Direction » Reproduce every one of the rows below word for word, keeping each line unchanged and in its original order.

··· Records shown

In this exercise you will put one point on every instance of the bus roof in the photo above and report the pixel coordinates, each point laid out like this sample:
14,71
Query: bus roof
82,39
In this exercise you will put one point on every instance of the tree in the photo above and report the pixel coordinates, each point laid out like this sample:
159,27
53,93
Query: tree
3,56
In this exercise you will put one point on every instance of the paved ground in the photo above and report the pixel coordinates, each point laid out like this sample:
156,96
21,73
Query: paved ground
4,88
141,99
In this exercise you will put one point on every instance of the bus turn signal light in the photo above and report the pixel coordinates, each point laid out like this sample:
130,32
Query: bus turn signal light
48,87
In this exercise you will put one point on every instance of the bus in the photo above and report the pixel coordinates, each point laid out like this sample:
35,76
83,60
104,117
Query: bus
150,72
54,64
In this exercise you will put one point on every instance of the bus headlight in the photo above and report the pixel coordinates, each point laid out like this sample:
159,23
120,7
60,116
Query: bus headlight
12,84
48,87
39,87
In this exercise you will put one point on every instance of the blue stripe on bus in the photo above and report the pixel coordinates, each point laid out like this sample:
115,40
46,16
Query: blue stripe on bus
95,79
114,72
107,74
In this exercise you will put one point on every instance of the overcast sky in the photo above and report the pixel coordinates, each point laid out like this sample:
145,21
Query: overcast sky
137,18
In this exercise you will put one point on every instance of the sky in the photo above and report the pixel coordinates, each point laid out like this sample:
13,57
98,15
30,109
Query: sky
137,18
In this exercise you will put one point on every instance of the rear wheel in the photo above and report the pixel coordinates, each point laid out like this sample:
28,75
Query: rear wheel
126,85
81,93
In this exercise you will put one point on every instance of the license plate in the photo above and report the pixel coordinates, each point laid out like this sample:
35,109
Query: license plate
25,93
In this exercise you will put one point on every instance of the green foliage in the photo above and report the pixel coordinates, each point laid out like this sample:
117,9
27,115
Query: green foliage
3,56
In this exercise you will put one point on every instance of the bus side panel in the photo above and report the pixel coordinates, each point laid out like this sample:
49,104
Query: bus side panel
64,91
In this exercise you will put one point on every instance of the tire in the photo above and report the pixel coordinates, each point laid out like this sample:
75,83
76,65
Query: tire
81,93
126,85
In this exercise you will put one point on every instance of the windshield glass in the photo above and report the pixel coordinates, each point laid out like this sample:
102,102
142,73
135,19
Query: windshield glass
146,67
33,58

······

Written solution »
In this exercise you will put one point on every instance of the bus roof in the photo above and report the pixel coordinates, each point laid out like this sample:
14,71
Query: bus roof
82,39
In this exercise you will put one point on every instance of the tree in the photo above and report the pixel coordinates, each point laid out like this sample:
159,27
53,93
Query: tree
3,56
In this exercise you will put one point on every instance of the paved ground in the photo above and report the pixel coordinates, each point laid out like this sample:
156,96
21,73
Query: paved ground
4,88
141,99
In this exercise you will put one point on every instance of the bus turn signal light in the photo above and report the pixel coordinates, each point laid out like this sample:
130,32
Query: bus turn signal light
48,87
In this exercise you will put one point on every instance of the bus in the photo above and report the pixel coordinates, each point laid out like this sample:
35,76
83,60
104,117
Query: bus
150,72
54,64
In this exercise you will put one point on every instance of the bus headlight in the photo above and report the pixel coordinates, each point laid out like this sample:
159,23
120,7
60,116
Query: bus headlight
12,84
48,87
39,87
In this exercise you will put one point on every instance of the blue stripe on bus in the photo above and report the pixel coordinates, each point laid out like this sample:
115,40
46,16
Query: blue stripe on bus
95,79
114,72
107,74
In this exercise you will put one point on every instance of the overcast sky in the photo above and report the pixel coordinates, each point laid out like this sample:
145,21
Query: overcast sky
137,18
In this exercise you will put one point on every instance of the sky in the photo above and report the pixel coordinates, each point laid out like this sample:
13,57
98,15
30,109
Query: sky
137,18
In this exercise you will put one point on every instance of the rear wheel in the photo above and report the pixel coordinates, each point laid out like this sample:
28,75
Query: rear wheel
126,85
81,93
In this exercise you will put one point on every instance of the license plate in the photo above and report the pixel coordinates, each point laid out like this sample:
35,109
Query: license plate
25,93
In this exercise you will put one point on every instance of the green foliage in the photo above and report the pixel coordinates, each point laid out like this sample:
117,9
27,115
Query: green foliage
3,56
In this exercise you will put one point on every instance of the bus side panel in the photo above and report the pixel coordinates, each point laid out like this sample:
49,104
Query: bus side panel
64,91
In this exercise you will put one point on every instance of the tire in the photo above and report the pixel coordinates, each point laid out like this sample:
75,83
76,65
Query: tire
81,93
126,85
In this exercise you will put one point on every instance of the windshield glass in the photo above and report the pixel coordinates, each point laid out like this sample:
102,102
142,73
135,19
Query: windshield glass
146,67
33,58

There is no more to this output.